Data under study:

Start of Block

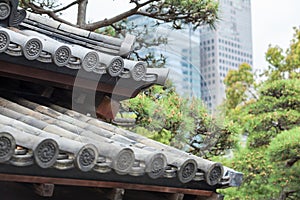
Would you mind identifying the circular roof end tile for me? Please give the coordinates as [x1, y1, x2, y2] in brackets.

End of Block
Start of Block

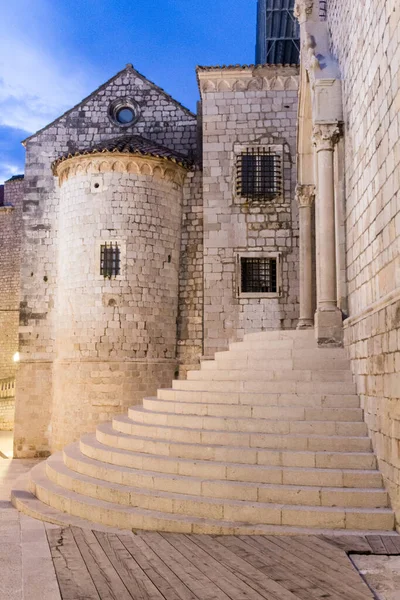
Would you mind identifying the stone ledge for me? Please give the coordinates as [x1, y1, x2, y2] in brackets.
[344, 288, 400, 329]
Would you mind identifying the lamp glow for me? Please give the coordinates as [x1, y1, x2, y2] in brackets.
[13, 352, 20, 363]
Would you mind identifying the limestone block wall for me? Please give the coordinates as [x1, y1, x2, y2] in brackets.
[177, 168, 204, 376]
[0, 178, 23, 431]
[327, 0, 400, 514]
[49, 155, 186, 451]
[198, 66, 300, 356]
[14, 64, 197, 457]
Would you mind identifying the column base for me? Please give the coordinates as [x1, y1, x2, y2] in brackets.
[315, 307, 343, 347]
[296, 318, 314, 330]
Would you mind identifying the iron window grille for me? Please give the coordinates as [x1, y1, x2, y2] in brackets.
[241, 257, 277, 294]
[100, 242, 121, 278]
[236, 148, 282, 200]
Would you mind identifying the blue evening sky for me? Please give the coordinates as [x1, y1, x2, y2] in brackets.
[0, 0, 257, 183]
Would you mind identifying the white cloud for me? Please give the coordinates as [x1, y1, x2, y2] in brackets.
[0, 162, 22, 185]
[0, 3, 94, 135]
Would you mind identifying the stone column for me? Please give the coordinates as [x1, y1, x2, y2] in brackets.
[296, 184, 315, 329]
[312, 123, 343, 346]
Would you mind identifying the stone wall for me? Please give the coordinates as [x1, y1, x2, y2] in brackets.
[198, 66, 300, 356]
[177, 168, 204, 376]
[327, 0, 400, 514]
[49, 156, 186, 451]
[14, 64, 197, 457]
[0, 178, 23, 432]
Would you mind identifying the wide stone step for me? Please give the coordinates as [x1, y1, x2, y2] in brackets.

End of Block

Task prompt: Starting at the line that has "Would you mind identifying the stone wall" and ending at the line that has "Would you mind identifying the wide", please write out the lines above exactly, leaving out all others.

Solved exercise:
Would you mind identifying the stone wall for me? Please give the coordinates as [x1, y1, x2, y2] in brackets.
[198, 66, 300, 356]
[177, 168, 204, 376]
[327, 0, 400, 514]
[49, 156, 186, 451]
[14, 64, 197, 457]
[0, 178, 23, 432]
Would you mind identifying the wide stone step for me? Please give the coordinates as [x1, y1, x2, y2] in brackets.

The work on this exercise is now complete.